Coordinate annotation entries
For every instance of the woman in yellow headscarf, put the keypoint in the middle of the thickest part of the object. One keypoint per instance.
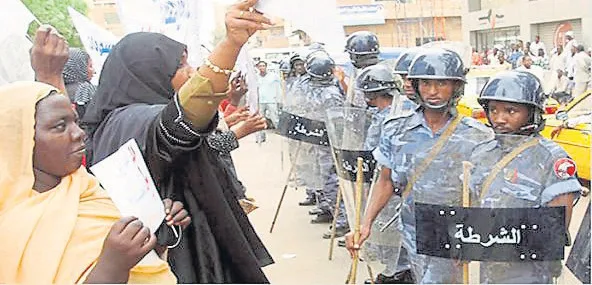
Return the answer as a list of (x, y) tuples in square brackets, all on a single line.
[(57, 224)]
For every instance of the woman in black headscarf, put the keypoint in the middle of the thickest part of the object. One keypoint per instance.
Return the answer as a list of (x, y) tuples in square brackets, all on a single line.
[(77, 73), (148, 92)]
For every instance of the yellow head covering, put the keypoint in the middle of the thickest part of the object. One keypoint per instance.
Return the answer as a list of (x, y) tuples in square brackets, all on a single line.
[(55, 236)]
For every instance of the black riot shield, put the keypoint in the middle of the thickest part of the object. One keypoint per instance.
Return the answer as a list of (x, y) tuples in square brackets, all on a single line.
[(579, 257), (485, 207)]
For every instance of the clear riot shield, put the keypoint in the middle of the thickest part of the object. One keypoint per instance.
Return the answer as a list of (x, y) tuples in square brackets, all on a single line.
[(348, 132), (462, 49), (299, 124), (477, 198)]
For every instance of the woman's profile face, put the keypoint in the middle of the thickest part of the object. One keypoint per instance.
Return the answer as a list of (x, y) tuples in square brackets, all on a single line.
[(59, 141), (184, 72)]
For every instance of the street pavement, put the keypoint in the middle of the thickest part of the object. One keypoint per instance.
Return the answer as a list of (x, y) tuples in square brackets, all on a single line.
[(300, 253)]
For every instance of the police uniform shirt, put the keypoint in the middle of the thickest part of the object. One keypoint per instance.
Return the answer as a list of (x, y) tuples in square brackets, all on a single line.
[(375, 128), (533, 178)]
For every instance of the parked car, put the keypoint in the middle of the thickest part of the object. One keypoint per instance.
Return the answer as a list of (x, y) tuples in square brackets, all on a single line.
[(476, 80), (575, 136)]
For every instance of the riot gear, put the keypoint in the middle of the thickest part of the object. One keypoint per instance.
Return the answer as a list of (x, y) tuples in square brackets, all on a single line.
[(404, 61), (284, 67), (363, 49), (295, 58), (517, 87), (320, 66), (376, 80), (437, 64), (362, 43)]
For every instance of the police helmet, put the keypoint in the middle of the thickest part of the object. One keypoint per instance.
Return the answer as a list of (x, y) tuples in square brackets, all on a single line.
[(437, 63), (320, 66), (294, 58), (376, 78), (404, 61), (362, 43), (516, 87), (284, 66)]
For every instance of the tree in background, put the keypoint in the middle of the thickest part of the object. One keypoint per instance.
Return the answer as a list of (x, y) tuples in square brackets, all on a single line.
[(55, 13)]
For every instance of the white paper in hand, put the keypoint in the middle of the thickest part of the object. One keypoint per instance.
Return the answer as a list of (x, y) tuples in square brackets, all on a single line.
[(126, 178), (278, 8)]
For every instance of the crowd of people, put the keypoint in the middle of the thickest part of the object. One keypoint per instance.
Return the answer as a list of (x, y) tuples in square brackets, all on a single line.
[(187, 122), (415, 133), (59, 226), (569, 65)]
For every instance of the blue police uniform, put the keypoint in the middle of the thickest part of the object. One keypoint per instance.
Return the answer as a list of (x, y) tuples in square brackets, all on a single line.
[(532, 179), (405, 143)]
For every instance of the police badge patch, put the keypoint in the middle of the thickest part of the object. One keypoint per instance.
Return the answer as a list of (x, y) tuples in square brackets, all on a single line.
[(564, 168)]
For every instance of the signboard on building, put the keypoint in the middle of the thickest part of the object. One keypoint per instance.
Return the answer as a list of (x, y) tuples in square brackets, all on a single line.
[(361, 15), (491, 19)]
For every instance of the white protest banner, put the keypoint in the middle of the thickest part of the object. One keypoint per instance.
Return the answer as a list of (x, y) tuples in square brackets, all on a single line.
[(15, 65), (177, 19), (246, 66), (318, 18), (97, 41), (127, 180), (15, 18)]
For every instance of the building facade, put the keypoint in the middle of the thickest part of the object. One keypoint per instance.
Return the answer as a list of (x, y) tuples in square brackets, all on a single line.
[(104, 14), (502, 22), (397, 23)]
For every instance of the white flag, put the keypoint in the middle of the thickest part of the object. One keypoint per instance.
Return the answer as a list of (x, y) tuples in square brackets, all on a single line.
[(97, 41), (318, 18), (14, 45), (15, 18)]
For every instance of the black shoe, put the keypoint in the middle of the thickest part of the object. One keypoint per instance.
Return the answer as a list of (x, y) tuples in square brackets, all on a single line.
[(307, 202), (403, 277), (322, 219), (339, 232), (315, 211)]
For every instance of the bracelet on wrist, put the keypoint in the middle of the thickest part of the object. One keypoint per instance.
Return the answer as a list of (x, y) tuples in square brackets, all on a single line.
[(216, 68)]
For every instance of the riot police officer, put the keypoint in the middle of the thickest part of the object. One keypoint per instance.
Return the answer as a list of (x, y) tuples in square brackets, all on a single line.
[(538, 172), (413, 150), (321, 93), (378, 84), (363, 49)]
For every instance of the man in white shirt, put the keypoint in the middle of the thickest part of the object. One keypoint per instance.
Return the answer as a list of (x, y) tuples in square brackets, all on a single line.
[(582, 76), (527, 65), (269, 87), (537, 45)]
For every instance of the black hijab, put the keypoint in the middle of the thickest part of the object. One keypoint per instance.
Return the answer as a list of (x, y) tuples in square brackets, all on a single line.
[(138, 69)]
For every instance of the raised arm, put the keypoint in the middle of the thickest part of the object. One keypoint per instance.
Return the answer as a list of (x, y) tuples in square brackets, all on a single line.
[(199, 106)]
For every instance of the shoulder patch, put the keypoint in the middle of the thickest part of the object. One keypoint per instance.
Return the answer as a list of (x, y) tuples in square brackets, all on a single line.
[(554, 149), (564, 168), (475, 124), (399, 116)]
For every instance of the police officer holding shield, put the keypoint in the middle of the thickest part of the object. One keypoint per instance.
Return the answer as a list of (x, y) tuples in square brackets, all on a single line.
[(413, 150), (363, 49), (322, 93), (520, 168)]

■ Required work ■
Rewrite all of the entries above, substituting "widest part" for every occurrence of "thickest part" and leaving everything else unchanged. Omit the pictures from your answer.

■ Solution ■
For every instance of the woman in yellow headscarf, put the keypoint in the middle of the widest part of the object. One keypoint per instance.
Return the answer as a list of (x, y) tuples in square brackets, all on a single line.
[(57, 224)]
For every instance of the woman in black headscarf, put the keypoint in the middle of the widest part of the object. One keypoint per instance.
Return the answer as a list of (x, y) tuples in square brackets, all on a single line.
[(77, 73), (148, 92)]
For every instance of the yellow head covering, put the keypoint in the middle of the widest part of the object. One keypoint per instance.
Return the answer as a list of (x, y) tuples in square brackets, all on a single line.
[(55, 236)]
For every instance of the black riot shield, put the keypoint in the middle of the widest part of the object. One keypoint per instance.
Return the answer as a list of (x, y) tuples in square brackets, all on a single line.
[(579, 257), (485, 207)]
For every instance of the clear riot shield, put the keypoint in the middle of the widest part of the object. One keypoint per instance.
Return the answer as a list of (x, y) tuples in square brackets, all on a single line.
[(348, 132), (462, 49), (299, 124), (477, 198)]
For every instance of the woman's profile face, put the keypoint in the middle of the widest part of the object. One keypoint per instance.
Return the answer as a list of (x, y) tuples in square brackets, all on a single line.
[(59, 141), (184, 72)]
For every instance of the street pavement, put the keypoint in the middle of the widest part of the object. One keypoint per instance.
Return the answer as a list of (x, y) tuples in square brackets, all on a single line.
[(300, 253)]
For every instance of the police uniform shirt, put the keypoint in the middle of the widest part of the object. One keypoint per instance.
Return the answer as a list of (x, y) tuples in square brackets, all on a single line.
[(375, 128), (533, 178)]
For every instance of the parked car, put the keypoint in the middle of the widest part of the object. One keypoint per instance.
Return the answer as a list of (x, y) tuples in square brackets, all on a single line.
[(476, 80), (575, 136)]
For every instance of the riot gear, put the keypoint in the middle of the widest part of the object. One keypoint per instance.
Return the answer as a list of (x, y) tuples in square brackets, all on a single line.
[(404, 61), (284, 67), (363, 49), (295, 58), (517, 87), (320, 66), (376, 80), (437, 64), (362, 43)]
For every instance of the police helmet, put the keypoint in the middle of the widest part of the object. One keypoint per instance.
Return the answer as a list of (x, y) tuples in square brackets, all on a single line.
[(437, 63), (320, 66), (294, 58), (376, 78), (404, 61), (362, 43), (516, 87), (284, 66)]
For every instance of the tree in background, put the keypoint in the middle of the widest part of the object. One keypoint per instance.
Return the answer as a list of (x, y) tuples in square brackets, all on a single line.
[(55, 13)]
For every instance of the white paper in hand, put the keypoint in the middle of the widest part of the object. One keypoint per instance.
Return the answer as a list of (x, y) tuples in square brackets, all on a single line.
[(126, 178), (278, 8)]
For every instance of the crowd of people, put the keypoint in the middle of the widest part of the object. One keypoint per instance.
Return the answer as a list of (x, y) tuples in square brackets, all on a single line.
[(187, 122), (415, 133), (59, 226), (569, 65)]
For every instance of the blue police uniform, put the keypoint in the middle of the widest part of the object. One keypoint per instance.
Return the answer as a list of (x, y) tuples in square brackets, all on a single line.
[(532, 179), (405, 143)]
For every instance of the police badge patch, put the keypoint in the middle of the widest part of the object. One keypoint per instance.
Return the answer as a list of (x, y) tuples in square brackets, all on a single line.
[(564, 168)]
For every instance of the signboard on building, put the keypoint in the middle of the widest part of the object. One keypoint per instance.
Return the answer as a list of (x, y) tuples in square brackets, all on a single line.
[(361, 15), (491, 19)]
For every instance of the white protest banner, put the keypoint in the middle of the widest part of the object. One keypoint per instance.
Return the answer as a list of (x, y) tuples in square brackets, all on a single line.
[(15, 65), (177, 19), (246, 66), (318, 18), (97, 41), (127, 180), (15, 18)]
For every instance of the building facade, put the keypoint in the middle of the widest part of the object. One keypoint per instance.
Return the answer as a list of (x, y) tuples in square brackets, all on a single line.
[(104, 14), (502, 22), (397, 23)]
For every instance of the white flag, put the keypoint in the middle of the widest part of the object. One keypoint per instance.
Return the answer as a list of (x, y) tuples in square brackets, all on a single line.
[(97, 41), (318, 18), (14, 45), (15, 18)]
For every instance of the black shoe, put the keypoint in the middle of the widest part of the object. One keypoint per instance.
Return the answer as a list of (x, y) tuples in square brackets, all on a single line.
[(307, 202), (403, 277), (322, 219), (339, 232), (315, 211)]
For every instance of the bracelet on wrist, put the keypoint in the middle of the widest part of the object. One keypoint per instance.
Return the answer as a list of (x, y) tuples in square brackets, all on a single line.
[(216, 68)]
For every instance of the riot police officer, put the keypoint in the middle of the widest part of the object. One keypoint per instance.
Return the answer as a list of (x, y) tuples in square brackets, all on a single line.
[(538, 172), (413, 150), (321, 93), (378, 84), (363, 49)]
For every instance of the man in white shirt, put the keypoint in the middle of the widest part of the object. One keypoint per instance.
Return the answer as a list of (x, y) tuples in square brackets, all on a single line.
[(582, 76), (527, 65), (269, 87), (537, 45)]
For every instance of the black hijab, put the keypoint in the middle of the widest part of the object. One keypoint per instance.
Return the answer as a list of (x, y) tuples in square brackets, all on a single line.
[(138, 69)]
For every instance of the raised arm, put the keypoint in the middle of the widest part of the object. One keypoint per instance.
Return the answer as a list of (x, y) tuples in square brackets, all on a single line.
[(199, 106)]
For every instance of the shoulder patch, put the keypoint in the middle of the widest part of the object. One keypoint per instance.
Return the answer as a list of (x, y) tuples in square brackets, all on a single line.
[(554, 149), (564, 168), (475, 124), (399, 116)]
For every instance of the police officer holding shield, put the keypoint in the middle of the widest part of the object. One keypoint per instance.
Return the answer as a list of (x, y) tuples in square brackets, all on a single line.
[(413, 150), (363, 49), (322, 93), (520, 168)]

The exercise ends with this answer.